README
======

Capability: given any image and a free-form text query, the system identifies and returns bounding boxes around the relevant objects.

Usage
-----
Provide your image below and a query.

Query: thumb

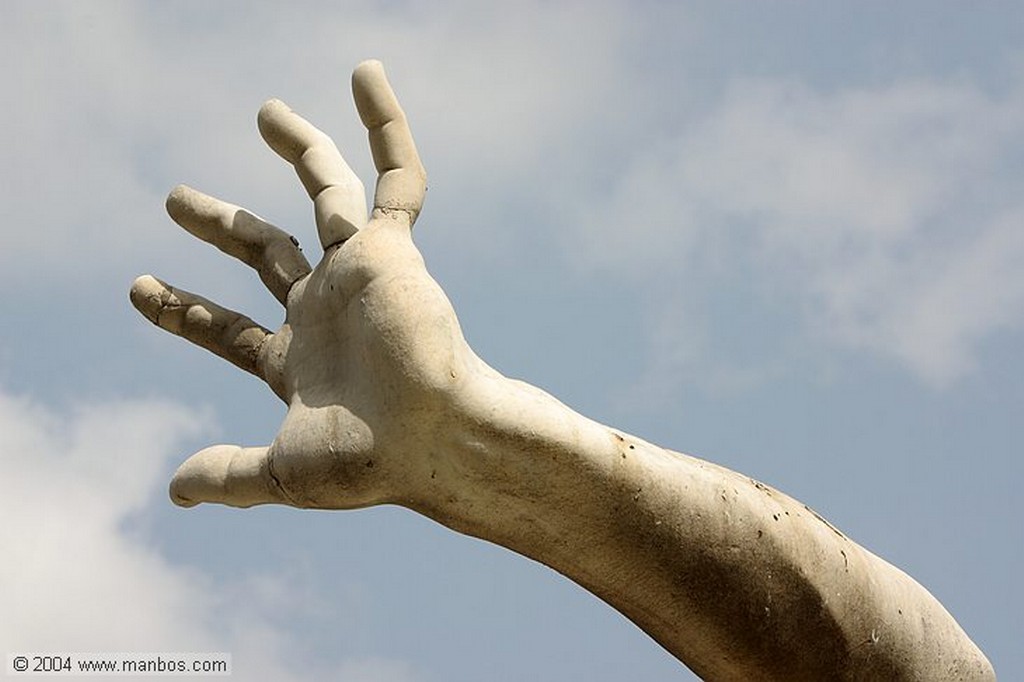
[169,445,291,507]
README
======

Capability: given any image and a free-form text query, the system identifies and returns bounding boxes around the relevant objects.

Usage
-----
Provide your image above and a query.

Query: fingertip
[352,59,401,128]
[256,99,306,164]
[164,184,196,222]
[352,59,384,83]
[128,274,167,324]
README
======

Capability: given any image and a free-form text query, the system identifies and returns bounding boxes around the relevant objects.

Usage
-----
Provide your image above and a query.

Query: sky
[0,0,1024,682]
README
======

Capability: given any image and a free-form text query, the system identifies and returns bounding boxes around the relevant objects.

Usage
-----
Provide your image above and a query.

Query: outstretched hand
[131,61,473,508]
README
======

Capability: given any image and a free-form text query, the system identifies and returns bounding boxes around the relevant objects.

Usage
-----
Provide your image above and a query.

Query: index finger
[257,94,367,249]
[352,60,427,227]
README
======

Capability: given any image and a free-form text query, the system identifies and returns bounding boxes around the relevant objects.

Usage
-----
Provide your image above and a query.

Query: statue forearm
[410,364,994,680]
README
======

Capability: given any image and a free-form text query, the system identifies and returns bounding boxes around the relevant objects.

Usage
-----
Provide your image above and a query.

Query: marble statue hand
[131,61,460,508]
[131,62,994,682]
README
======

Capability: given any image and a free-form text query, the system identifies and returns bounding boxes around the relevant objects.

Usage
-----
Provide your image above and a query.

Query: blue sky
[0,2,1024,682]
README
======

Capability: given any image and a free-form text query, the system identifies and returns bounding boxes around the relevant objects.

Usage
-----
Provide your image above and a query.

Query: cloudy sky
[0,0,1024,682]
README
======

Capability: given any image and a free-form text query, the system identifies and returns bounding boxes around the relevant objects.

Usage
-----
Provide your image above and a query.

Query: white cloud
[0,391,414,682]
[580,73,1024,386]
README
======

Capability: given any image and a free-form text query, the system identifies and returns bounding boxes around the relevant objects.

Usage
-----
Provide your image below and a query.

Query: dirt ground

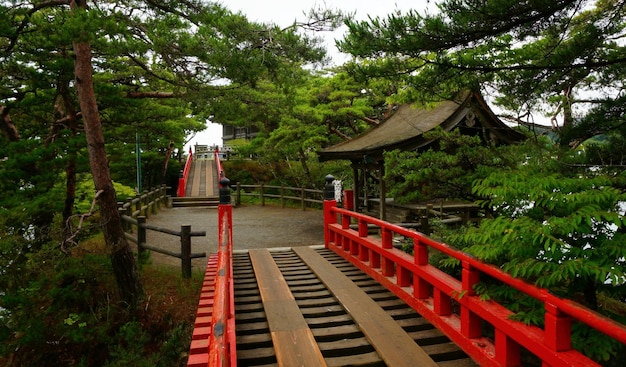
[141,206,324,269]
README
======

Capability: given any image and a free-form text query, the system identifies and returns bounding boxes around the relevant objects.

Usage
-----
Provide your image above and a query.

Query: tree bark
[71,0,143,309]
[0,106,20,141]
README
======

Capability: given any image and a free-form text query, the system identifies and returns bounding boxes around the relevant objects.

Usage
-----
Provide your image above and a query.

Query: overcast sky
[185,0,436,151]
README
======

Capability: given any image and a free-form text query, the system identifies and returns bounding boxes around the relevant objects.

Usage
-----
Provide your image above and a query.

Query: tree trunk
[71,0,143,309]
[57,77,78,238]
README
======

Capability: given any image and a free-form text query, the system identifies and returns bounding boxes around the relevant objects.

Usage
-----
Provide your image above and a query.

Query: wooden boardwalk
[199,247,476,367]
[185,159,219,197]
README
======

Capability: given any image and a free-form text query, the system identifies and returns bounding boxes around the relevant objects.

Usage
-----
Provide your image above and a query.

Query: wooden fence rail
[235,182,324,210]
[118,185,206,279]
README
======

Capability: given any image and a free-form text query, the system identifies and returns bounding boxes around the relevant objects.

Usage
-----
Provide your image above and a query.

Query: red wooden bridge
[178,153,626,367]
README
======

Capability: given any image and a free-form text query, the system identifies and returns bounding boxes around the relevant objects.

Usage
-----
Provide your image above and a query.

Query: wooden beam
[249,249,326,367]
[293,247,437,367]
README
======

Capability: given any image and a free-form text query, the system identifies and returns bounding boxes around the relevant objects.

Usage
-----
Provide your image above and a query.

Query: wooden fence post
[137,215,148,259]
[141,190,150,218]
[135,194,141,216]
[280,185,285,208]
[420,204,433,235]
[235,181,241,205]
[126,198,133,233]
[180,224,191,279]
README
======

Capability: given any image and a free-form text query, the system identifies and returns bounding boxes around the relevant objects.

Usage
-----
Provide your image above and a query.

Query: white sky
[185,0,436,151]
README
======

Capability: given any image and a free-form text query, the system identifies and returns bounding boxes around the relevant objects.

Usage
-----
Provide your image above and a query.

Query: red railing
[176,148,193,197]
[324,200,626,367]
[209,148,237,367]
[208,204,237,367]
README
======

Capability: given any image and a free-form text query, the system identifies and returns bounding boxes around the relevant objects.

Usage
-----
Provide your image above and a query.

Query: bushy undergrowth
[0,236,201,367]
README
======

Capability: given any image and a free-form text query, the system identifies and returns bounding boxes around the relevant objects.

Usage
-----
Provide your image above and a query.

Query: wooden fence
[118,185,206,279]
[235,182,324,210]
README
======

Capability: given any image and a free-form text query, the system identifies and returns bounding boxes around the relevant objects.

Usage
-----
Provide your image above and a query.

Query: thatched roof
[318,92,524,161]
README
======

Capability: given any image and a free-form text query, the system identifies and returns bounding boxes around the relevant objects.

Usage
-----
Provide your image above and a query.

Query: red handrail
[208,148,237,367]
[176,148,193,197]
[208,204,237,367]
[324,200,626,366]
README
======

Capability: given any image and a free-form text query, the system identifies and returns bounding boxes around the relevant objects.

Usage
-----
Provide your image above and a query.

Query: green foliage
[385,129,515,203]
[0,240,195,367]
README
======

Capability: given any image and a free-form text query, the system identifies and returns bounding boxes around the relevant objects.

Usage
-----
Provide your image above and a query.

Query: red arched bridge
[181,151,626,367]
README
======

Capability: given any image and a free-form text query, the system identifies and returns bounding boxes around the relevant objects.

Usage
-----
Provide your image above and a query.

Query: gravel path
[140,206,324,269]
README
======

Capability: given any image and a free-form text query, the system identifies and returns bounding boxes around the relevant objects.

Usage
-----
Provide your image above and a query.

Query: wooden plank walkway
[233,247,476,367]
[185,159,219,197]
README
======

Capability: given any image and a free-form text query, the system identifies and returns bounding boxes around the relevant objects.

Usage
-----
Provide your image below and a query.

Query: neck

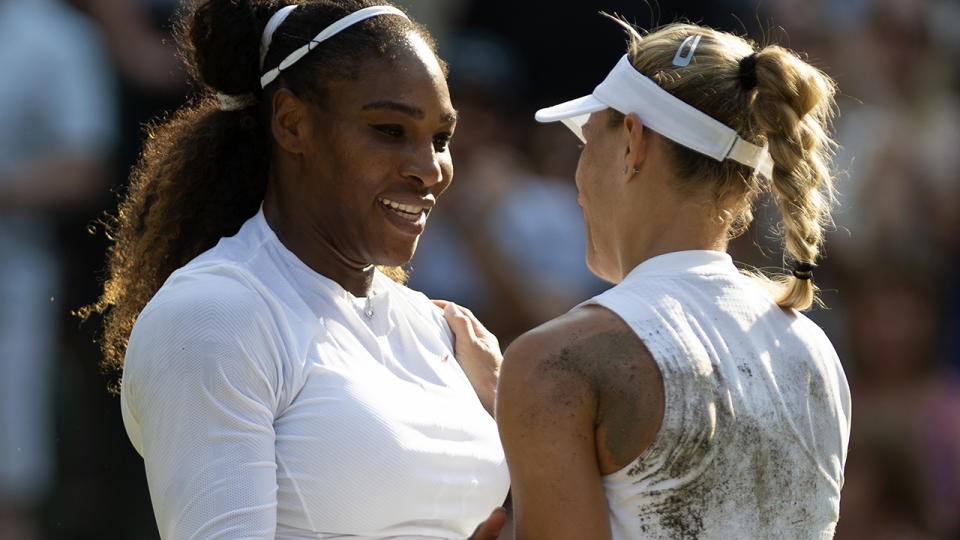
[617,179,730,279]
[263,188,376,297]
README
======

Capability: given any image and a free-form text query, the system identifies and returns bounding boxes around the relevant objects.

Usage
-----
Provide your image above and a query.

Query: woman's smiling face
[297,33,457,266]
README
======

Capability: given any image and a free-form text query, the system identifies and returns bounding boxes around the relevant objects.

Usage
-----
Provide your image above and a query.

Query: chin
[375,236,420,266]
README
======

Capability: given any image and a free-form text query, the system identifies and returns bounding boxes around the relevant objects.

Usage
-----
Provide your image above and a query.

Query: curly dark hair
[78,0,446,382]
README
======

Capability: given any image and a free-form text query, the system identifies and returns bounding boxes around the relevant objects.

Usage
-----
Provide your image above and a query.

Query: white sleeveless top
[591,251,850,540]
[121,209,509,540]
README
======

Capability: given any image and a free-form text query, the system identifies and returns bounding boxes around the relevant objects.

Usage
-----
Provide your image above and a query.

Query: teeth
[378,197,423,214]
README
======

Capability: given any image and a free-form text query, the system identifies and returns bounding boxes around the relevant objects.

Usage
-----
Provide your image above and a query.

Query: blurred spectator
[0,0,115,540]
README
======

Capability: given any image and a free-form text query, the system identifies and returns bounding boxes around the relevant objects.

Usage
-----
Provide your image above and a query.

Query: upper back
[593,252,850,538]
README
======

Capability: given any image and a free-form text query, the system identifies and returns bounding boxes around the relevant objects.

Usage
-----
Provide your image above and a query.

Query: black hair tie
[740,53,757,90]
[793,263,814,281]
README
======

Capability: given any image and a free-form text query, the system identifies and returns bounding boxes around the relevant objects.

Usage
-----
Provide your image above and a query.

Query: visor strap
[593,55,773,178]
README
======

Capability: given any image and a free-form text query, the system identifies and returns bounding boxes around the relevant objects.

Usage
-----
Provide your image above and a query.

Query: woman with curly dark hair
[86,0,508,539]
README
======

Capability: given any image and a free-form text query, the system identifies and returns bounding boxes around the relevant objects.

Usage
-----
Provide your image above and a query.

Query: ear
[270,88,308,154]
[623,113,650,177]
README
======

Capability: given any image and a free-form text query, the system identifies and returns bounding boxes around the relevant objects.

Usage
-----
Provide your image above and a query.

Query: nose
[401,140,452,187]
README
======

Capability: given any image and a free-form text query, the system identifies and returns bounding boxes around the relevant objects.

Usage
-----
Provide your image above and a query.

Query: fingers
[469,507,507,540]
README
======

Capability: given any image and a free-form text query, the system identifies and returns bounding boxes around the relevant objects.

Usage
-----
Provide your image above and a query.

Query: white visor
[536,55,773,178]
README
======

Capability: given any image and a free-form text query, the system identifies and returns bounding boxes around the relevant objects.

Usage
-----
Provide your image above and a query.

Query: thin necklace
[363,289,377,319]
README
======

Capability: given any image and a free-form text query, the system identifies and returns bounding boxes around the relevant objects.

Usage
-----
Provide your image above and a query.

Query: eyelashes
[370,124,453,152]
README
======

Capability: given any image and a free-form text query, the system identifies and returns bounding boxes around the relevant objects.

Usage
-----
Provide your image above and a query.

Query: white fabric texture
[592,251,850,540]
[121,212,509,540]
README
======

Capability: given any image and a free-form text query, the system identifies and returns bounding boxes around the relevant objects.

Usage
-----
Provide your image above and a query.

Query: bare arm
[497,312,610,540]
[496,306,664,540]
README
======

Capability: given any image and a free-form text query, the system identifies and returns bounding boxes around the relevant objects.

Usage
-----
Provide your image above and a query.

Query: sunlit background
[0,0,960,540]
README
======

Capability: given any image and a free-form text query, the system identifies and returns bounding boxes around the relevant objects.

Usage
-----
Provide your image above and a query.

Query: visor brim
[534,95,607,142]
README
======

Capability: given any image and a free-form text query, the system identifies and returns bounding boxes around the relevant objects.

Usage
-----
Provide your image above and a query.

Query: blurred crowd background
[0,0,960,540]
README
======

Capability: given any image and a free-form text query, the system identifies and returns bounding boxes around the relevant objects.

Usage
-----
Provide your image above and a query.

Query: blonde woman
[488,19,850,540]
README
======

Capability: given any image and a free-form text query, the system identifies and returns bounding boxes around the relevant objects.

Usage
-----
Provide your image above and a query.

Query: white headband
[260,5,407,88]
[536,55,773,178]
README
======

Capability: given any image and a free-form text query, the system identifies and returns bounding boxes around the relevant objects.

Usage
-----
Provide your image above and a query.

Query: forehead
[327,32,453,115]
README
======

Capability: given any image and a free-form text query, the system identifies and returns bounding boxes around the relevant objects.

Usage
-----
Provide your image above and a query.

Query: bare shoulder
[497,305,664,474]
[501,305,652,394]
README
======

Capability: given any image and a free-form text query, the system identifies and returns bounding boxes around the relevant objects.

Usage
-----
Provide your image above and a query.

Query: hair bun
[183,0,260,94]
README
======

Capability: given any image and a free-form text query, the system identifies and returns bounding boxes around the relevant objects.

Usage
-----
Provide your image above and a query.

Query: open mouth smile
[377,197,429,226]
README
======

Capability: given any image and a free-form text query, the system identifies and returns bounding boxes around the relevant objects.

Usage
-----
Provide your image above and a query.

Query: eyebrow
[360,100,458,124]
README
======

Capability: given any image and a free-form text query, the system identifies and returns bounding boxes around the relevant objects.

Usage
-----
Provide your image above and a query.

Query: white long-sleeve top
[121,208,509,540]
[592,251,850,540]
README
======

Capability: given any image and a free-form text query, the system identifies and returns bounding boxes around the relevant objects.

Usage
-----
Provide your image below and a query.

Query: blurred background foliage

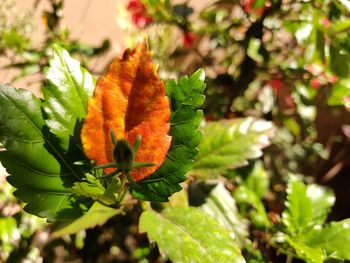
[0,0,350,262]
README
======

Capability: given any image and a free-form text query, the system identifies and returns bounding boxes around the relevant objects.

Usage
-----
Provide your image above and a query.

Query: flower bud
[113,140,134,172]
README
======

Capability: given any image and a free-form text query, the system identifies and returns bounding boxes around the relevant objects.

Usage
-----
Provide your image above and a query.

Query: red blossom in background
[310,78,321,89]
[241,0,271,16]
[126,0,153,28]
[182,31,196,48]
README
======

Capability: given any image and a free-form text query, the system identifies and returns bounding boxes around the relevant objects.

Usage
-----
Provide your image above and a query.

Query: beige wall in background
[0,0,127,95]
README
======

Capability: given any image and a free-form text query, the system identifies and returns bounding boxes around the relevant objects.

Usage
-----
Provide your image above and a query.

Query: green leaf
[282,177,313,235]
[201,183,248,246]
[140,207,245,263]
[52,202,121,238]
[285,236,324,263]
[0,217,19,259]
[306,184,335,225]
[327,79,350,106]
[130,70,205,202]
[0,85,82,220]
[233,186,271,228]
[42,45,95,151]
[242,161,270,198]
[305,218,350,260]
[190,117,273,179]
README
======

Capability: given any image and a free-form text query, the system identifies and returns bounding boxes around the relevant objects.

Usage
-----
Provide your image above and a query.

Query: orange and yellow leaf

━━━━━━━━━━━━━━━━━━━━

▶ _Exercise task_:
Reproduce the lines from the start up to and including the line with "[410,364,994,680]", replacing "relevant objects" with "matching objects" and leaving everything else unchanged. Omit the pictures from your answer.

▶ _Problem solution_:
README
======

Capability: given any image and a free-form text query, the system identifies and returns bounding boxes around the matching objects.

Usage
-----
Provide your image below and a query.

Query: thumb

[169,445,291,507]
README
======

Capability: given any image and a free-form text query, the system identifies and returns bounding boxes around the matching objects.

Usage
-----
Provide your image above and a query.

Query: fingertip
[352,59,401,128]
[256,99,306,164]
[164,184,196,222]
[352,59,384,83]
[128,274,167,324]
README
======

Capability: given any image and a free-form text query, the system identifies and returns bounding boxes around the matching objects.

Usage
-----
Provide your image above and a query.

Query: sky
[0,0,1024,682]
README
======

Capability: given any image and a free-form text query, the system identifies and returns bounding boxes around the matching objects.

Usage
-----
Provide your image above and a query.

Query: outstretched hand
[131,61,473,508]
README
======

Capability: given any image and a free-form text query, the system identifies and returns bounding boxes around the matching objects.

Usage
-----
Provide your image above and a query.

Query: index finger
[257,94,367,249]
[352,60,427,227]
README
======

Capability: given any image and a free-form text query, the system identifies and returns bounding boxes around the matching objects.

Usage
-----
Provide your image above and a query.

Query: statue forearm
[410,364,994,680]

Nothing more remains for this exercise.